→ **Text block**

----

Ablation Study (Domain Generalization, CLIP-ViT-B/16)¶
| Configuration | Avg | OOD Avg | Description |
|---|---|---|---|
| CoOp | 61.72 | 59.28 | Baseline |
| SAPT+CoOp | 62.64 | 60.61 | Flatness only on training side, +0.92% Avg |
| STSS+CoOp | 66.48 | 64.60 | Selection only on test side, +4.76% Avg |
| FGA (Full) | 68.04 | 66.55 | SAPT+STSS Collaboration |
STSS is the primary driver of performance gains; stacking STSS on top of SAPT yields an additional 5.40% gain (62.64%→68.04%), surpassing the 4.76% gain of STSS alone, indicating that flatter training minima inherently enhance the effectiveness of test sample selection.
Key Findings¶
- Cross-Dataset Generalization: ImageNet → 10 fine-grained datasets; FGA averages 67.60%, achieving SOTA on 6/10 datasets (96.96% on Caltech101), a 1.94% improvement over TPT+CoOp.
- Efficiency: On a single V100, FGA takes only 0.07s/image, which is 23.86× faster than DiffTPT (1.67s) and 8.86× faster than TPT (0.62s). Memory usage is merely 4.14GB, 4.67× lower than TPT (19.33GB).
- Non-monotonic \(\rho'\): Test accuracy increases then decreases with \(\rho'\); as \(\rho'\to0\), it degrades to entropy maximization. The parameters are fixed at \(\rho'=0.5\) and \(\lambda=1\) without per-dataset tuning.
- Loss Landscape Visualization: When parameters fall into a flat minimum, augmented samples retain semantic integrity and yield reliable predictions; outside the flat region, semantic distortion occurs, validating that the filtering mechanism removes unreliable samples.
Highlights & Insights¶
- Paradigm Inversion: "Optimize the landscape, not the parameters"—by fixing the flat minimum and using augmented samples to align the test landscape with it, this perspective unifies training and testing under the same geometric principle (flatness).
- Zero Backpropagation + Text Feature Reuse: Perturbations are applied only to prompts, and text features per class are computed only once. This makes sharpness scoring nearly cost-free in terms of forward passes, the root cause of its 9× speedup over TPT.
- Tight Coupling of Theory and Method: The generalization bound + \(\gamma\)-separability directly demonstrates that "low sharpness score ⇒ closer to training distribution ⇒ more reliable prediction," moving sample selection from heuristic to theoretically grounded.
Limitations & Future Work¶
- Dependency on Downstream Training Data for SAPT: Requires 16-shot labeled data to train the prompt first, making it not directly applicable to zero-shot scenarios without training (though STSS+CoOp alone is strong).
- Single-Sample Setting: FGA targets single-sample adaptation and does not utilize cross-sample information from online buffers like TDA/DPE, making it not perfectly comparable to online TTA.

----

→ **Supplied records**
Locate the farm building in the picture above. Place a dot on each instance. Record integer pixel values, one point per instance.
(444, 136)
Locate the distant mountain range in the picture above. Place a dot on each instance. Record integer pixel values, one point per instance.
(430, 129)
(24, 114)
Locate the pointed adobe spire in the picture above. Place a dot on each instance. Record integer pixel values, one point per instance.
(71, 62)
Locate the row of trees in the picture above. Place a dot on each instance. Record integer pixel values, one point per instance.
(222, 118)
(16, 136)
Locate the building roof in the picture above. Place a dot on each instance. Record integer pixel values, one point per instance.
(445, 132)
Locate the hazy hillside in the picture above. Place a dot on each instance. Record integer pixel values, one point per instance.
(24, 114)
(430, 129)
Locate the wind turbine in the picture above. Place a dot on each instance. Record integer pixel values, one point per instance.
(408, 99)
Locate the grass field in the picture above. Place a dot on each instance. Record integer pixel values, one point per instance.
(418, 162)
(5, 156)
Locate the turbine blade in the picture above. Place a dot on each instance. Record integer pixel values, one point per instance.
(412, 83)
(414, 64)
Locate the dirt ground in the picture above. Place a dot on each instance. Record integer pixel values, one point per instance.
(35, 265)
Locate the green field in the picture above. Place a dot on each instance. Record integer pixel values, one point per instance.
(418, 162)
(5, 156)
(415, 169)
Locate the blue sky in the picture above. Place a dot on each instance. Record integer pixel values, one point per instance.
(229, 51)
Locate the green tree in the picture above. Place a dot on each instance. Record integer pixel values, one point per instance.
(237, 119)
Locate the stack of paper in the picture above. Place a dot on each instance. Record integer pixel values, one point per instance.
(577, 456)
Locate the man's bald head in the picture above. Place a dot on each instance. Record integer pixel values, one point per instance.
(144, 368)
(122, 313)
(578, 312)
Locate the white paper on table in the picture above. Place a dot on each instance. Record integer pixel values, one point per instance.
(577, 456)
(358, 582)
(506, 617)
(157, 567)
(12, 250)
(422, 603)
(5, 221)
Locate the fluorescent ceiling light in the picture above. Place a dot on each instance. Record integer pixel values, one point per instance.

----

→ **Goal A**
Reproduce the test-time adaptation summary word for word, starting at "- Zero Backpropagation" and ending at "to theoretically grounded.".
→ **Goal B**
Resume the test-time adaptation summary after its last sentence.

→ **Exercise result A**
- Zero Backpropagation + Text Feature Reuse: Perturbations are applied only to prompts, and text features per class are computed only once. This makes sharpness scoring nearly cost-free in terms of forward passes, the root cause of its 9× speedup over TPT.
- Tight Coupling of Theory and Method: The generalization bound + \(\gamma\)-separability directly demonstrates that "low sharpness score ⇒ closer to training distribution ⇒ more reliable prediction," moving sample selection from heuristic to theoretically grounded.

→ **Exercise result B**
- Reliance on TPT's 63 Augmented Views: The augmentation strategy is directly reused from TPT; the impact of augmentation quality/diversity on landscape modification remains unexplored.
- Future Work: The authors suggest that FGA, based on general loss landscape geometry, could migrate to more advanced prompt tuning, new TTA objectives, or other VLM architectures.
Related Work & Insights¶
- TTA / TPT Series: TPT, DiffTPT, C-TPT, and PromptAlign focus on "updating prompts at test time," while TDA/DPE focus on "online prototype caches." FGA's fundamental difference is that it updates zero parameters at test time.
- Flat Minima / SAM Series: SAM, ASAM, and FisherSAM focus on training-phase flatness. While SAR and SoTTA use sharpness-aware minimization during testing, they only operate on the test side without establishing a training-test sharpness interaction—FGA bridges this gap.
- Insights: Explicitly encoding "training-acquired geometric properties" and reusing them as alignment criteria during testing is an effective way to reduce TTA costs. The trick of approximating sharpness with random perturbations to avoid backpropagation can be generalized to other online scoring scenarios.
Rating¶
- Novelty: ⭐⭐⭐⭐ The perspective of "tuning the landscape rather than parameters + training/test flatness alignment" is novel, unifying SAM principles into TTA.
- Experimental Thoroughness: ⭐⭐⭐⭐ Covers domain generalization + cross-dataset + efficiency + ablation + visualization with comprehensive baselines; however, the main text focuses on ViT-B/16, with ResNet50 results relegated to the appendix.
- Writing Quality: ⭐⭐⭐⭐ Logic is coherent across motivation, method, theory, and experiments. Figure 1 clearly illustrates the core idea.
- Value: ⭐⭐⭐⭐ Achieving performance gains alongside a 9× speedup and 4.67× memory reduction is highly practical for resource-constrained/real-time VLM TTA deployment.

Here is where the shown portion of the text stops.